(Source passage):
# # #
# Rhino lining rockers



## andyb (Oct 10, 2006)

I was wondring if anyone has put rhino liner on their rockers and how it held up. Also what does it cost. I'm getting quite a few rock chips on my truck and I was thinking about doing this if it wasn't too expensive. Also where can I get done, or can I do it myself?


----------



## oldfireguy (Jun 23, 2005)

Our local dealer featured and entire truck with the body covered in Rhino lining. It was a 10+ old 4x4 in good mechanical shape, but had started to rust. I talked with the owner and he told me a body shop wanted $3 grand for bondo and paint and would only guarantee for 1 year. 
Rhino coating (yellow body, black bed) cost him less than $2,000 and should hold up for years. Dealer said it added only 40 lbs to the weight of the vehicle.
Surprisingly, it looked pretty good on a work type vehicle. Wouldn't want my Chevy Impala to have this, but for a truck.....pretty nice.


----------



## bowinchester (Aug 31, 2008)

do you happen to have any pics of the truck? it sounds pretty sweet.


----------



## GSPKurt (Dec 12, 2004)

I saw a Jeep that had the whole body done. It looked very cool. I am told the vehicle is quieter in the woods, as the branches/brush doesn't "screech" along the body when you drive.


----------



## 9manfan (Oct 22, 2008)

Man, now thats got to be very UGLY,,,,,,,,,,


----------



## fullmetalone (Jul 12, 2009)

i did my rockers on my jeep. two pieces of advice.
1. Get the real Rhino lining name brand stuff, not the cheap stuff, it won't hold. believe me, i did it both ways.
2. Take your time in prep roughing up the area's you want to put it on it won't stick.


----------



## Capt Rick Hiott (Jul 15, 2011)

SEM makes a clear rock guard that you can spray on your rockers yourself.

http://www.handsontools.com/SEM-39803-C ... 15153.html


----------



## Andy Weber (Nov 18, 2009)

Take it to a shop, believe me you will be glad you did. Our shop does it in less than a day plus overnight dry time and an extended cab short box pickup(like the late 90s early 2000s dodges) will only run about 300 for black. If you want color it costs about $50 more. holds up great and adds a rugged look.


----------



## andyb (Oct 10, 2006)

where is your shop Weber?


----------
# # #
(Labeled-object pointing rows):
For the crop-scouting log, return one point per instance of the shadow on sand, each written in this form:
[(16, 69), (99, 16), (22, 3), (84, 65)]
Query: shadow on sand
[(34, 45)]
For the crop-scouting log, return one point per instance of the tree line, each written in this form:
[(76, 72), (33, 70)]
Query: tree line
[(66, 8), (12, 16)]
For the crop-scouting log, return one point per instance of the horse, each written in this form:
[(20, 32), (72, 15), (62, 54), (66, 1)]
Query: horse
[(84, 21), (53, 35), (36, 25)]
# # #
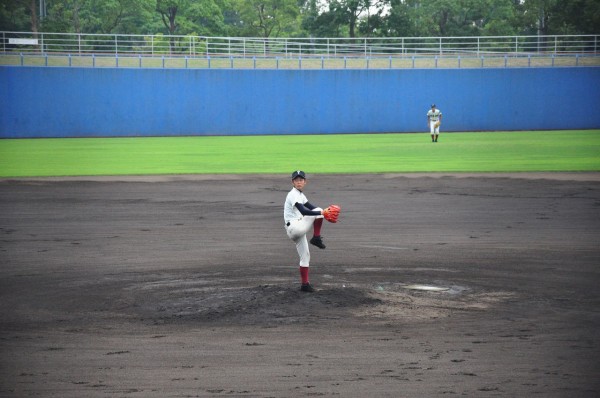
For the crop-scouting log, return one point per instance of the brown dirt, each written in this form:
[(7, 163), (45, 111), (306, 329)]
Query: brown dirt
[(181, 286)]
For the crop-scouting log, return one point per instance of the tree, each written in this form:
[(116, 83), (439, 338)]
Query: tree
# # #
(To-do list):
A – Return the part of the rhino lining thread that opens with the words containing "## Andy Weber" and closes with "your shop Weber?".
B – Does the rhino lining thread agree with each statement below? Answer yes or no for each, quoting the words from the thread that decide it: (i) The Rhino coating on the dealer's truck cost its owner less than $2,000. (ii) The body shop offered a three-year guarantee on its bondo and paint. (iii) At Andy Weber's shop, a color coating costs about $50 more than black.

(Task-by-task answers):
A –
## Andy Weber (Nov 18, 2009)

Take it to a shop, believe me you will be glad you did. Our shop does it in less than a day plus overnight dry time and an extended cab short box pickup(like the late 90s early 2000s dodges) will only run about 300 for black. If you want color it costs about $50 more. holds up great and adds a rugged look.


----------



## andyb (Oct 10, 2006)

where is your shop Weber?

B –
(i) Yes: "cost him less than $2,000"
(ii) No: "would only guarantee for 1 year"
(iii) Yes: "If you want color it costs about $50 more."